Annotations de position
# # #

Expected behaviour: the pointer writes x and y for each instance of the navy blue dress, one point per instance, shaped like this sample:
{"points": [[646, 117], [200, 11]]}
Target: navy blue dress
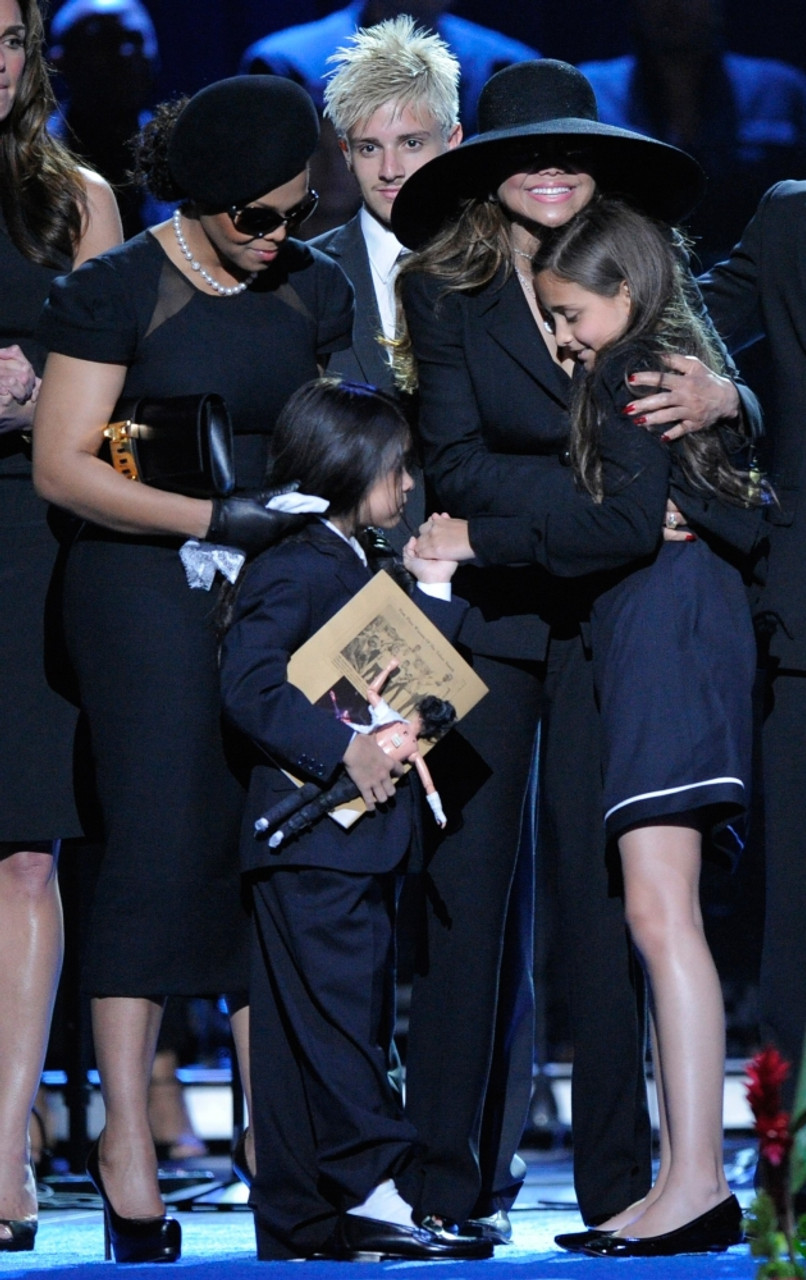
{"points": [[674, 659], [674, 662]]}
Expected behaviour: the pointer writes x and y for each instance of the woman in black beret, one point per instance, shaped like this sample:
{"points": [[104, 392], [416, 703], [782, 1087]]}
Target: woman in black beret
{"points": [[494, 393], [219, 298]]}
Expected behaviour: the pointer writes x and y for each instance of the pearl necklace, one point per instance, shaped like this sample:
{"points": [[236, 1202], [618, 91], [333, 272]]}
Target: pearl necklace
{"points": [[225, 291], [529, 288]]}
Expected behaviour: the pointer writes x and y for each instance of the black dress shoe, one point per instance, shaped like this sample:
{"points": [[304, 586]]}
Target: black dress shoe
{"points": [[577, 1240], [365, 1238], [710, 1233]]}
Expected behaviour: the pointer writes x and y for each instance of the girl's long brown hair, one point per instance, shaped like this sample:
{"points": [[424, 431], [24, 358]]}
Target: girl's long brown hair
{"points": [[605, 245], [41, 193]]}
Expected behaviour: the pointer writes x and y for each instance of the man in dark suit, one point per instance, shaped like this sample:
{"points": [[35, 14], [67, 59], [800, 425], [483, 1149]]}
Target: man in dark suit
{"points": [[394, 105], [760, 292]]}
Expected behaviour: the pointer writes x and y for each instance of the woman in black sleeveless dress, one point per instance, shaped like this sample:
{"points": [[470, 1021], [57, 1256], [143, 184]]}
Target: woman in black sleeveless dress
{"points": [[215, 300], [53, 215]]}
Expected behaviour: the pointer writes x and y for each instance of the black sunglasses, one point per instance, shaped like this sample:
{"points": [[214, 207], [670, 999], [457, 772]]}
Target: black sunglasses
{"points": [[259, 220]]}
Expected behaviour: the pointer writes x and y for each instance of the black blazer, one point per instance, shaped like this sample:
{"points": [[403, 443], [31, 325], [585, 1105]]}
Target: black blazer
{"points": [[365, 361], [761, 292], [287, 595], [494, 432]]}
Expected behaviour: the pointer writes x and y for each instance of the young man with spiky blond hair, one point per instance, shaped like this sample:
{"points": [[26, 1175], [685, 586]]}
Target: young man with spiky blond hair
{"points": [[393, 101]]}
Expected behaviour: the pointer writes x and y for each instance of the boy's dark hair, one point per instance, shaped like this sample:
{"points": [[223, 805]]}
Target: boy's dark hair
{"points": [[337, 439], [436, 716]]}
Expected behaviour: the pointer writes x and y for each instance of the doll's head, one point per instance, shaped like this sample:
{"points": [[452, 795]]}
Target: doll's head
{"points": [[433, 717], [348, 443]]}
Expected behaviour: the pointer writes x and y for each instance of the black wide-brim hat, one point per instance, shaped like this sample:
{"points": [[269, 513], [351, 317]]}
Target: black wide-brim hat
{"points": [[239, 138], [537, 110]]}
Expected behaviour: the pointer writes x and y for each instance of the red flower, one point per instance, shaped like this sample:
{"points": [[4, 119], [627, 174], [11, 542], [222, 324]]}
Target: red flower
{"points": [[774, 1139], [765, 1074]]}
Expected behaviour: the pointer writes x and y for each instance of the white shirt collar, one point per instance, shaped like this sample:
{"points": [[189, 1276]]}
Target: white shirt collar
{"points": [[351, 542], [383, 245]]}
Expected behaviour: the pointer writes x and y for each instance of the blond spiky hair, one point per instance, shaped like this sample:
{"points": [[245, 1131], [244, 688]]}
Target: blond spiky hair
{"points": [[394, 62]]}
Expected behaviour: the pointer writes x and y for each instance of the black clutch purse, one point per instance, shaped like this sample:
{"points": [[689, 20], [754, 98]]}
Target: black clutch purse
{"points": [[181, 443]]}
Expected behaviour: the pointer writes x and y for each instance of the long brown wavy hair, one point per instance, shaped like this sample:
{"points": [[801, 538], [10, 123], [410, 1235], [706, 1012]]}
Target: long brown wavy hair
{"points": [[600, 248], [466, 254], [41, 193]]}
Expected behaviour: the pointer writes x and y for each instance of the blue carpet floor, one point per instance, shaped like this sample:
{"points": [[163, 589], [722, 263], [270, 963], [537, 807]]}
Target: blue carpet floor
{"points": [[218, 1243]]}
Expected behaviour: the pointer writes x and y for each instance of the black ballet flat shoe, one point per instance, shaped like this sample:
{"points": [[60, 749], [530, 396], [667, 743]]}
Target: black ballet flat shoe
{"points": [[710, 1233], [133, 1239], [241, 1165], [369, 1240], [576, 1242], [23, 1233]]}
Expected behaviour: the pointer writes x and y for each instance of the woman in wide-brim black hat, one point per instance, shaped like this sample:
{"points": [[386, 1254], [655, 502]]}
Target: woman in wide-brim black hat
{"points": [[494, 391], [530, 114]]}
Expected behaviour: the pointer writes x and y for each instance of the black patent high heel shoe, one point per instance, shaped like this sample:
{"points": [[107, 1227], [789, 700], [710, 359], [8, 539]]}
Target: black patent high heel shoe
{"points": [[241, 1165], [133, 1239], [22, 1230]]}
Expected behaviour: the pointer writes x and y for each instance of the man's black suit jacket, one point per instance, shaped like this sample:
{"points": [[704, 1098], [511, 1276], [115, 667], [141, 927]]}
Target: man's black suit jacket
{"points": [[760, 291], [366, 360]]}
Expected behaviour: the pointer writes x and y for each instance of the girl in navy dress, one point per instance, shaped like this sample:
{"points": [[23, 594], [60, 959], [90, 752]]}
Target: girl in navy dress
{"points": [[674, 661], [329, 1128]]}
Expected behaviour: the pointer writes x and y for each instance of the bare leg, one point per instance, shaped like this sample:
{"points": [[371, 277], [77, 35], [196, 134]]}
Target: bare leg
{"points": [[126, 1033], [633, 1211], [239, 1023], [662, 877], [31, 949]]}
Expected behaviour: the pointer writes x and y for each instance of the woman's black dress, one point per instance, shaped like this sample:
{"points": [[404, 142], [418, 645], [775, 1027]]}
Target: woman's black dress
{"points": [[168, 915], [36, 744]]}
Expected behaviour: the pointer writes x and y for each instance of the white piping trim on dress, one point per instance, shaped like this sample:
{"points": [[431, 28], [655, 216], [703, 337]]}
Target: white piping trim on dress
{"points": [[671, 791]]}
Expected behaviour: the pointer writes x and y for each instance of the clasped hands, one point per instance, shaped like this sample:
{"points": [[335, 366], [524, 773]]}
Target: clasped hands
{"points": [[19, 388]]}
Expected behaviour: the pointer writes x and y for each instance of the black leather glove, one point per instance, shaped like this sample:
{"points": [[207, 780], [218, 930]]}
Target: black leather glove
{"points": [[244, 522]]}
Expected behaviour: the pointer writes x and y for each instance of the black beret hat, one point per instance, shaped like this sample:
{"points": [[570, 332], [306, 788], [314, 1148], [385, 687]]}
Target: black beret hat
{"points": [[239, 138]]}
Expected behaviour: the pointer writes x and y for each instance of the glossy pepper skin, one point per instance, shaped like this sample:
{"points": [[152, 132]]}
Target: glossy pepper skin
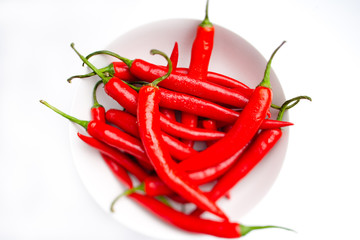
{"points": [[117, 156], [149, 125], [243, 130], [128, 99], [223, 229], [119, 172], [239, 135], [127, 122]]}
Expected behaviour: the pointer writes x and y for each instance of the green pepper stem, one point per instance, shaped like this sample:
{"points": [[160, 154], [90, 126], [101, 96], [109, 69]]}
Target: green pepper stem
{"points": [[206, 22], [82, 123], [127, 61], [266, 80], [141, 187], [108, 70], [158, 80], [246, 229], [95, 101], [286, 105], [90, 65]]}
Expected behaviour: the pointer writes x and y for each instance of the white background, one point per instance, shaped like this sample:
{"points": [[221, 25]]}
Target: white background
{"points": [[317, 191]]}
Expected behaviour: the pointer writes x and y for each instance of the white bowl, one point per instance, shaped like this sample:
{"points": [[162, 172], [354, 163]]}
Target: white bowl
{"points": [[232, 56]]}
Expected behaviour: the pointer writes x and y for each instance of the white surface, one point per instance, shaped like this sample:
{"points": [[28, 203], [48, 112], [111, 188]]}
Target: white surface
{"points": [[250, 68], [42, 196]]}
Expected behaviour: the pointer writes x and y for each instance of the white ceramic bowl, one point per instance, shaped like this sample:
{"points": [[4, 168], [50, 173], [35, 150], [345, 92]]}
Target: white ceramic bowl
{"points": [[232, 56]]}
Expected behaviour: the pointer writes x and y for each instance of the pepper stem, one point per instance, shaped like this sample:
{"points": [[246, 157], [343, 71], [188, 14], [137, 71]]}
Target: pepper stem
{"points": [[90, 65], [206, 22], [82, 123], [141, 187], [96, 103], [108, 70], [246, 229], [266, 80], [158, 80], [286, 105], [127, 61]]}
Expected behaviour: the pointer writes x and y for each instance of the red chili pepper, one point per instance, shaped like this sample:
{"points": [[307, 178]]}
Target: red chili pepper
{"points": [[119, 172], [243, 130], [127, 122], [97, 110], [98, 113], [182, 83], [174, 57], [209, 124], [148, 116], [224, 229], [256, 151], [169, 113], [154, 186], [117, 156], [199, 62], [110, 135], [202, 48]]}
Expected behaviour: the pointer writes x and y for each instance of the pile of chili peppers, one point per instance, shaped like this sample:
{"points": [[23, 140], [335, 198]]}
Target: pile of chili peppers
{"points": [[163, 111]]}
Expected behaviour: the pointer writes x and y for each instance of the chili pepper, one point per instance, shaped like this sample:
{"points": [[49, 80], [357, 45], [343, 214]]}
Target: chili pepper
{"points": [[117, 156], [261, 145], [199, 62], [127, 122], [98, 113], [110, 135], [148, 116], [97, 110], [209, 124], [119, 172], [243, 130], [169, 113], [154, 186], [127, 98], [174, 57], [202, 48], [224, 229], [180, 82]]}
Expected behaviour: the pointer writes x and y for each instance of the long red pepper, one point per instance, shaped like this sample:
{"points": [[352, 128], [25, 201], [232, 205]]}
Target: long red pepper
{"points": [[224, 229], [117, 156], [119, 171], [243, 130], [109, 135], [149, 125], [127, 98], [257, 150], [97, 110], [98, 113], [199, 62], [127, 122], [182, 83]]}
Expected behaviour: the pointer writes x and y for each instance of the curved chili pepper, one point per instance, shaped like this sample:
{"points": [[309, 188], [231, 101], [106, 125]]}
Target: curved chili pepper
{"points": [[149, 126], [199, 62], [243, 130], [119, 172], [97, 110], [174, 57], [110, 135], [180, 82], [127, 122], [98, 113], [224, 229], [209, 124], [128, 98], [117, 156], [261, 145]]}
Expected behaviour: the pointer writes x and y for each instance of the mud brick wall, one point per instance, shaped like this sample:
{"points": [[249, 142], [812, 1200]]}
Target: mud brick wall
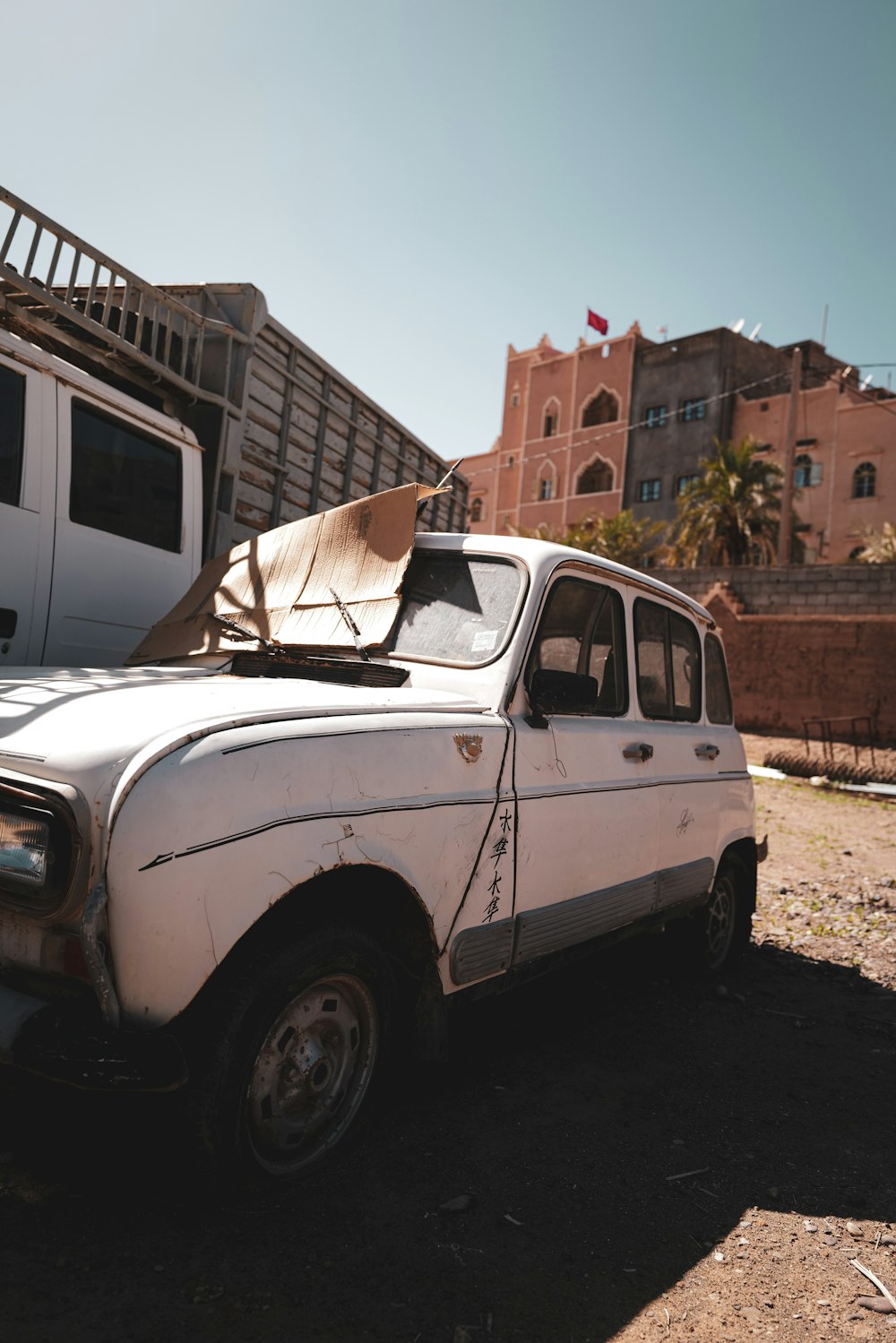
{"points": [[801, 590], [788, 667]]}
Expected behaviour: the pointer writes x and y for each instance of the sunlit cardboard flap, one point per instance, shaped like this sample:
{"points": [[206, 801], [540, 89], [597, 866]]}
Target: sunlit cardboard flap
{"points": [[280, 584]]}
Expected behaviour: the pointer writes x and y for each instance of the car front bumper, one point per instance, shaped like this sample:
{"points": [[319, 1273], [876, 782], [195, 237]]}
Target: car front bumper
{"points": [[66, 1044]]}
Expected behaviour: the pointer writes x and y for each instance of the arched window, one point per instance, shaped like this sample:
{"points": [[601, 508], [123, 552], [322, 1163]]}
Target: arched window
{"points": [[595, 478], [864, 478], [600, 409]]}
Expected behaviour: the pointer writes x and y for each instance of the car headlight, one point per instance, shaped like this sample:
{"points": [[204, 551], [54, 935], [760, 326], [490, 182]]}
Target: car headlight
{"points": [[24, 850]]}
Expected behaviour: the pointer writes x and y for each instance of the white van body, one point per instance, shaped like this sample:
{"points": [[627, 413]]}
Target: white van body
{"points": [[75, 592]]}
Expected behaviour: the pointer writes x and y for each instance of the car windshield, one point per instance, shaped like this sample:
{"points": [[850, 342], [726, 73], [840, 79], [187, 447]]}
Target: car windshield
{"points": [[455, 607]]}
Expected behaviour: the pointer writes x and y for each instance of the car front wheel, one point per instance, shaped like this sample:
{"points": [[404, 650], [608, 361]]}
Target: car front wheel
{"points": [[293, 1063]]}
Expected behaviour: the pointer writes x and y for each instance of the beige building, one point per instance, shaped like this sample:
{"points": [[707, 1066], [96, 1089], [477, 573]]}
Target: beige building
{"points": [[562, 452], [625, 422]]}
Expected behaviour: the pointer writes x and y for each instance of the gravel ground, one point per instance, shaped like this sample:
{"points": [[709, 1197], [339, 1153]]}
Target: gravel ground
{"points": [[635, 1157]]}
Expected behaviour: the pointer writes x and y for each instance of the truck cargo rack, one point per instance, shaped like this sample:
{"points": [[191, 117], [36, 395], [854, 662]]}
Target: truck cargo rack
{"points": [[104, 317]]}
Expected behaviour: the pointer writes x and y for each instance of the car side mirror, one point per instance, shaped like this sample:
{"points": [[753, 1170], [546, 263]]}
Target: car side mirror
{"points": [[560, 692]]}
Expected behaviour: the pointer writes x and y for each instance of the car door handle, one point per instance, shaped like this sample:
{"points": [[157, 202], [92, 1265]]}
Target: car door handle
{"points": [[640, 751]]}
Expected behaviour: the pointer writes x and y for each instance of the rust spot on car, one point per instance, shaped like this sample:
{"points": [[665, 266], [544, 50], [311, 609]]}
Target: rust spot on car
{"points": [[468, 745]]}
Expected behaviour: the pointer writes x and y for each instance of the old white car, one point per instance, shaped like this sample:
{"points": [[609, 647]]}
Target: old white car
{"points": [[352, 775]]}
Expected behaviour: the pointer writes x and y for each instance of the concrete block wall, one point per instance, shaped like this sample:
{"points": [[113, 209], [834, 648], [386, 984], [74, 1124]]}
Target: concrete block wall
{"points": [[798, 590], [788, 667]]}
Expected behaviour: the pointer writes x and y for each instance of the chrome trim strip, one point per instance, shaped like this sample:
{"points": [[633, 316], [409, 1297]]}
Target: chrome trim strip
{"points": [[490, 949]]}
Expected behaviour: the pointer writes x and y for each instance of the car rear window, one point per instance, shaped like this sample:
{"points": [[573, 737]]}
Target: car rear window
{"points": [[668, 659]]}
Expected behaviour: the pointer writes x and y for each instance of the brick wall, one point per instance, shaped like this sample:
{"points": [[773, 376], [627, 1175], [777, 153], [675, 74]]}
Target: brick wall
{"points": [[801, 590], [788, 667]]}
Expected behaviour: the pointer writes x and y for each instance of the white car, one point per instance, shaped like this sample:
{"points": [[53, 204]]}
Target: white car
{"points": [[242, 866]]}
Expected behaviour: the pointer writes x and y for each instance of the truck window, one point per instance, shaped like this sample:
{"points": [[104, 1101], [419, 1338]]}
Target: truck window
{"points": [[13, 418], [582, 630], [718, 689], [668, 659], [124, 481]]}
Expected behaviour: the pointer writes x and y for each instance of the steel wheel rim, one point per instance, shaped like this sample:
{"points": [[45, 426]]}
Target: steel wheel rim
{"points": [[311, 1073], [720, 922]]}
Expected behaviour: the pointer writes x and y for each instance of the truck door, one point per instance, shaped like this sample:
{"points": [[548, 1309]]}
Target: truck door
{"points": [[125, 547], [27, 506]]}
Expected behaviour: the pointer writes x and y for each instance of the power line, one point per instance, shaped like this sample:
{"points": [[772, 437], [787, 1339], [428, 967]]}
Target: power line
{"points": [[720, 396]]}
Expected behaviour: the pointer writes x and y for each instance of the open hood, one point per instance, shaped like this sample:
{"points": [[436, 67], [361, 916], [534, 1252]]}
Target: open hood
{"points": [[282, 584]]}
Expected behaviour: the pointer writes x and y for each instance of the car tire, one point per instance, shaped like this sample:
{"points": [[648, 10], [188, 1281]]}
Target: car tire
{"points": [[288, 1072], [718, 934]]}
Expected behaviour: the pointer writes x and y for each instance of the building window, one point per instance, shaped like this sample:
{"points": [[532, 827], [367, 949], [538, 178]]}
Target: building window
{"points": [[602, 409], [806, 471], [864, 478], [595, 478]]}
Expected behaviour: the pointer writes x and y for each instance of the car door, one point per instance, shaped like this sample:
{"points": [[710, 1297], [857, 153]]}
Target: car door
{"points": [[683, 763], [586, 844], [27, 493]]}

# # #

- _Tâche à réaliser_
Présente sous forme de liste JSON de chaînes la partie du matériel qui s'ouvre sur la ligne contenant « car door, one » et se poursuit jusqu'à la fin, avec une chaîne par ligne et sans lignes vides.

- _Sortie complète_
[
  "Expected behaviour: the pointer writes x and y for each instance of the car door, one point per instance, shaped like this sample:",
  "{\"points\": [[710, 1297], [857, 153]]}",
  "Target: car door",
  "{\"points\": [[683, 763], [586, 844], [27, 493]]}"
]